Use it or Lose it
Sexuality and intimacy are important issues that are frequently less discussed with our doctors. At the beginning, worries about survival and treatment are most important. Going through treatment, most women are quite focused on just getting through, one day, one treatment at a time. No one, or hardly anyone, expects to have a rollicking sex life during chemotherapy, but, blessedly, that ends, and we start to feel better, and this again becomes important.
For many women, there are concerns/issues about libido, responsiveness, and physical function (meaning lubrication and sometimes pain). If you are interested in my whole fact sheet about helpful products, email me, and I am happy to send it to you (firstname.lastname@example.org). This is a report of a presentation at the recent Breast Cancer Sympoisum about vulvovaginal atrophy--big words meaning discomfort and dryness.

* [PROBLEM TO SOLVE]:
Answer these questions from the passage on sexuality and intimacy.
1. Which worries does the passage say matter most at the beginning?
2. What three areas of concern does it name for many women?
3. What condition was the recent presentation about?
Use only the passage on sexuality and intimacy, without outside knowledge.

* [DATA EXCERPTS]:
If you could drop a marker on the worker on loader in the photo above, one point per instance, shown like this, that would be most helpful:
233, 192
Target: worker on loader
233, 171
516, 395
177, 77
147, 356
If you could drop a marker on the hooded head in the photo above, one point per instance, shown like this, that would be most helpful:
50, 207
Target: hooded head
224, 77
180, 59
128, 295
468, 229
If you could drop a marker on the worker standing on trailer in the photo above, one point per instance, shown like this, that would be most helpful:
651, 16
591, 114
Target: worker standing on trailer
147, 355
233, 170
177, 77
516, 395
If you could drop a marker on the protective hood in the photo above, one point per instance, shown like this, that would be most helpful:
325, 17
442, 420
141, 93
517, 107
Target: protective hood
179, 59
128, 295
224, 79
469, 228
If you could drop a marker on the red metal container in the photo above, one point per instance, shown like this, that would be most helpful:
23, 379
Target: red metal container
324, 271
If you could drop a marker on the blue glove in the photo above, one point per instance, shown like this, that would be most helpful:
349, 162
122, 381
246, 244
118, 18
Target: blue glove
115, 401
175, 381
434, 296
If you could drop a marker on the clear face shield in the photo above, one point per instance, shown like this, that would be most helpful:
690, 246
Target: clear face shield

==

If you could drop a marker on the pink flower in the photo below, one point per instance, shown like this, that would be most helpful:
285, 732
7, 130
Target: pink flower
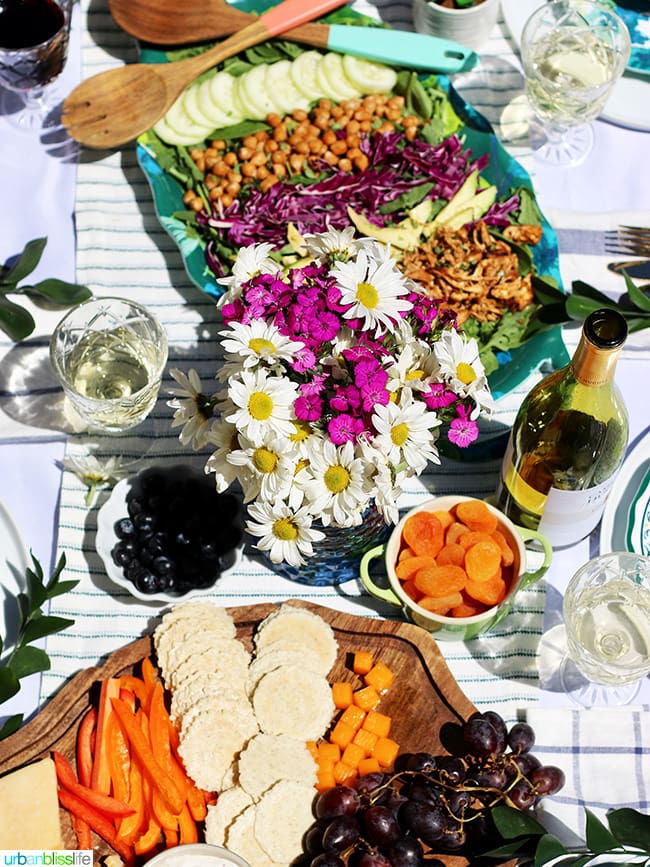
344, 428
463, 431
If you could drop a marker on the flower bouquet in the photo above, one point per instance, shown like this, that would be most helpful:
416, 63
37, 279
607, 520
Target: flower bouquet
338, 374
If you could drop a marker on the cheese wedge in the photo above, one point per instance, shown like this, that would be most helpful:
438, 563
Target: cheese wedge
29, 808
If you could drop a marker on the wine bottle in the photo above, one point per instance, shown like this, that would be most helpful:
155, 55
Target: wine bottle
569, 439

* [RESPONSE]:
1. Worries about survival and treatment.
2. Libido, responsiveness, and physical function.
3. Vulvovaginal atrophy, meaning discomfort and dryness.